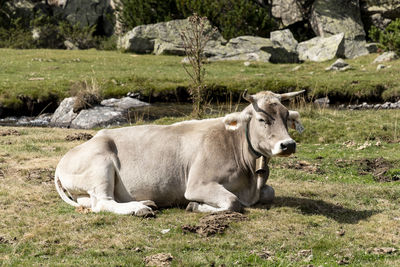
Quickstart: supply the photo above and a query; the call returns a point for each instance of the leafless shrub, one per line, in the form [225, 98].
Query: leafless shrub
[195, 38]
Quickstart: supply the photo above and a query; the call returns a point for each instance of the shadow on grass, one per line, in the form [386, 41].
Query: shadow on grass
[320, 207]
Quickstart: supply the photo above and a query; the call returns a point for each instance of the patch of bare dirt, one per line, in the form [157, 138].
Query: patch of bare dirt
[83, 210]
[214, 223]
[381, 251]
[264, 254]
[378, 167]
[303, 166]
[40, 175]
[9, 132]
[78, 137]
[160, 259]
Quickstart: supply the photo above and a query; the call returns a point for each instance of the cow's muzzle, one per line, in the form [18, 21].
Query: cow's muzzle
[285, 148]
[288, 147]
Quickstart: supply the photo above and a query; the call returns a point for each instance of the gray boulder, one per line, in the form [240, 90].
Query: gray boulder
[284, 47]
[98, 117]
[87, 13]
[109, 112]
[342, 16]
[340, 65]
[289, 11]
[380, 12]
[162, 38]
[251, 48]
[387, 56]
[247, 48]
[321, 49]
[372, 47]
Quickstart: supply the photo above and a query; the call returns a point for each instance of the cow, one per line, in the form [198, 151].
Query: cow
[207, 165]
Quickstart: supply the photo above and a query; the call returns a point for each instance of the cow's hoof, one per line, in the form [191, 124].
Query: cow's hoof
[145, 213]
[149, 203]
[192, 206]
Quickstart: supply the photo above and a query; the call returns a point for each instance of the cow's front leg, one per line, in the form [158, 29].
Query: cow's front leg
[267, 195]
[211, 197]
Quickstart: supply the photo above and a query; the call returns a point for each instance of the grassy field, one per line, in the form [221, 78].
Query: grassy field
[50, 75]
[333, 206]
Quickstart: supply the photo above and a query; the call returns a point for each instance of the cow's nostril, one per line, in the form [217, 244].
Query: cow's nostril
[288, 147]
[283, 146]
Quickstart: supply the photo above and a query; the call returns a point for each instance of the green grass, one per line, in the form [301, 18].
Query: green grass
[38, 228]
[118, 73]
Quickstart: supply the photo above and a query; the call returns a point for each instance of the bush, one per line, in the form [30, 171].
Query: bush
[389, 38]
[232, 17]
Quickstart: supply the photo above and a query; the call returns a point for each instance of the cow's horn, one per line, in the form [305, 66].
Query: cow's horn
[247, 96]
[290, 95]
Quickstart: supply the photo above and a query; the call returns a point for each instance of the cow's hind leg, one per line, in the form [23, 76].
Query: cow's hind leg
[102, 193]
[213, 197]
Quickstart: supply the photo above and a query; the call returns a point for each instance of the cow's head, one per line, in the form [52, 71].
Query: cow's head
[266, 123]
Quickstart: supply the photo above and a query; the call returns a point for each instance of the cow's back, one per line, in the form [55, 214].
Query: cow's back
[154, 160]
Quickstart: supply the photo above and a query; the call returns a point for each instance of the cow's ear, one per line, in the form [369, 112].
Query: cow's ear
[294, 121]
[234, 121]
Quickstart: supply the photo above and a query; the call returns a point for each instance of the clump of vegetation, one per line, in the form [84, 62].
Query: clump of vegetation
[389, 38]
[195, 38]
[88, 95]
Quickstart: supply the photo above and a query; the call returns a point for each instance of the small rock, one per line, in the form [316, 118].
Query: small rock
[339, 64]
[380, 66]
[381, 251]
[322, 102]
[70, 46]
[296, 68]
[160, 259]
[387, 56]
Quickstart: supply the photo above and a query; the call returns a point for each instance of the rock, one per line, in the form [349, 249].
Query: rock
[284, 47]
[372, 47]
[380, 66]
[123, 103]
[339, 64]
[289, 11]
[321, 49]
[98, 117]
[252, 48]
[380, 12]
[322, 102]
[87, 13]
[70, 45]
[110, 112]
[64, 114]
[162, 38]
[342, 16]
[246, 48]
[387, 56]
[284, 39]
[296, 68]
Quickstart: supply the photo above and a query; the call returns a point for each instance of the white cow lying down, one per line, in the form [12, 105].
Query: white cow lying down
[208, 165]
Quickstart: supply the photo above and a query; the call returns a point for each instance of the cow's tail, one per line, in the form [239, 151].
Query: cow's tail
[61, 192]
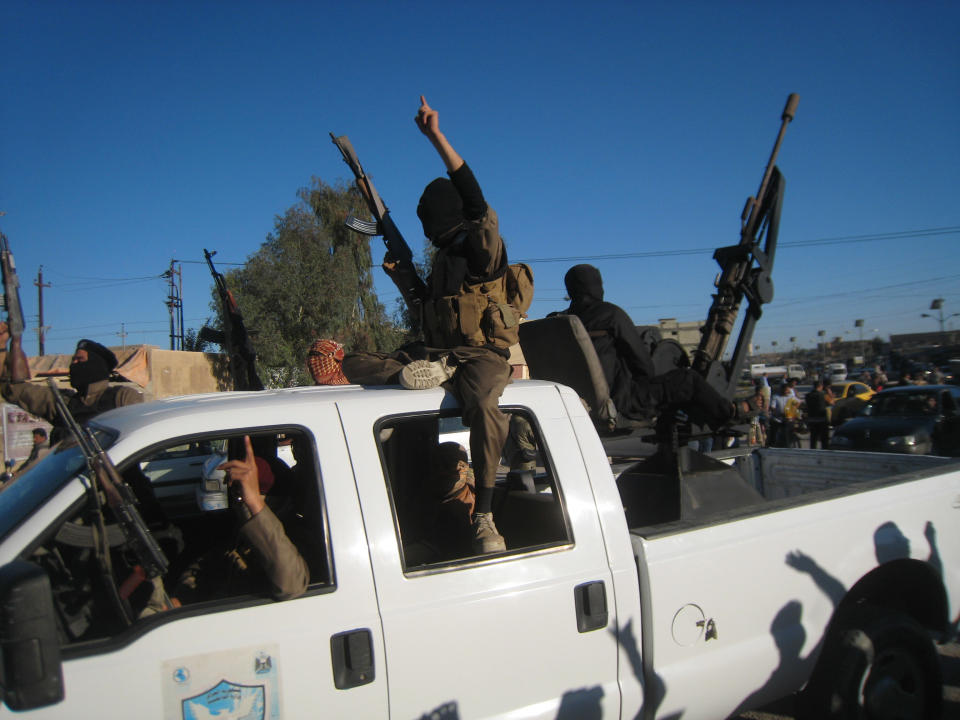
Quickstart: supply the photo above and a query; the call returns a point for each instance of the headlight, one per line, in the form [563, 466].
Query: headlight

═══

With the pictures removed, the entries above should be transcribed exactly.

== Answer to this problem ==
Quickstart: supply the photo above and a query; the call returns a point for each instance of the leafless shrub, one per line, in the form [225, 98].
Query: leafless shrub
[195, 38]
Quickstart: supply the photo above and a query; the call returns a point for each instance of the shadow on grass, one per line, in the form [386, 41].
Query: shadow on grass
[320, 207]
Quickstart: supply the photo above and a query; the call returns a point for each instance of the patch of bare dirt, one per line, in the form [157, 138].
Query: patch of bare dirt
[83, 210]
[214, 223]
[381, 251]
[264, 254]
[378, 167]
[303, 166]
[40, 175]
[9, 132]
[78, 137]
[160, 259]
Quickstart: supply the photo above and a query; the call returns a point for each instance of the cow's muzzle, one per line, in the form [18, 21].
Query: cow's muzzle
[285, 148]
[288, 147]
Quickstart: supply the photo above and a query; the call returns a point for each instance of the gray boulder, one per line, in the form [240, 90].
Query: gray boulder
[284, 47]
[98, 117]
[87, 13]
[109, 112]
[342, 16]
[340, 65]
[289, 11]
[380, 12]
[162, 38]
[251, 48]
[387, 56]
[247, 48]
[321, 49]
[372, 47]
Quickstart: supply the photo above and a query; the call returns a point for each instance of the cow, one per line, in the form [198, 151].
Query: cow
[207, 165]
Quickstart: supply the photo above and a query; the call returns a point for each instance of the cow's hoof, one per line, in the form [191, 124].
Query: cow's hoof
[145, 213]
[149, 203]
[192, 206]
Quickstart: supply the photo above and a query; the call returns a point for each instance of the cow's front leg, one per line, in the form [158, 29].
Query: cow's front leg
[267, 195]
[211, 197]
Quickstart: supply the photo above and a query; the call returns a point for each instance of the grassy field, one per line, in the form [221, 78].
Query: grassy field
[50, 75]
[333, 206]
Quickstart: supply the photo above and a query; the call returns a point for each instance of the cow's nostril, one per line, in the form [217, 244].
Query: cow's nostril
[288, 147]
[283, 146]
Quickstart: supply the photo above and a query; the call returns a point for each instance of the green grass, one per line, in the form [301, 18].
Query: green grass
[38, 228]
[118, 73]
Quickstart: supply the photo above and a query; the call returns a point for each instance of the bush, one per line, in the form [30, 171].
Query: bush
[389, 38]
[232, 17]
Quickstart: supply the photo above and a query; the call returns a point for each instance of the cow's horn, one per line, in the form [305, 66].
Query: cow's horn
[247, 96]
[290, 95]
Quickstart: supply the photo above and a query; the call returns a point for each instance of the cow's hind leg, one per line, in the form [23, 76].
Query: cow's hind leg
[102, 193]
[213, 197]
Quickstart: supply the photo above and a query; the call returns a point for each instance of the cow's head, one per line, in the form [52, 71].
Query: cow's head
[266, 123]
Quickstart: supply the photo above and a query; the call returns a point for each instance of the cow's back, one per line, in the form [55, 214].
Query: cow's back
[154, 160]
Quickstart: supply the photo above and a query; the call returns a point for each instance of the cow's ear, one per line, in the form [369, 112].
Query: cow's ear
[294, 121]
[234, 121]
Quickstart: supply the photo above and a query; the call returns a point for each instance of the clump of vegetation, one per line, in the form [84, 62].
Query: clump of vegetation
[389, 38]
[195, 38]
[88, 95]
Quickstart: supply the photo above and a query; the call returns a point for each instance of the small rock, one per line, in the form [316, 118].
Query: small rock
[339, 64]
[380, 66]
[381, 251]
[322, 102]
[70, 46]
[296, 68]
[160, 259]
[387, 56]
Quickstart: supply the photo above and a query; the call returns a point for each instance of the rock, one per line, in the form [349, 249].
Query: rock
[284, 47]
[372, 47]
[380, 66]
[123, 103]
[339, 64]
[289, 11]
[321, 49]
[98, 117]
[252, 48]
[380, 12]
[322, 102]
[87, 13]
[70, 45]
[110, 112]
[64, 114]
[162, 38]
[342, 16]
[246, 48]
[387, 56]
[284, 39]
[296, 68]
Quickstart: supply the photo above and a query; the call returns a point for each instance of the white cow lying down, one per line, in the form [12, 105].
Query: white cow lying down
[208, 165]
Quickstart: supply the photo above and a query; the call returns a point for each instance of the cow's tail, one per line, in the form [239, 151].
Query: cow's tail
[61, 192]
Quickstart: supply the photo above and a query; the call returns a point for each instance of the headlight, one per line, in the form [563, 466].
Query: headlight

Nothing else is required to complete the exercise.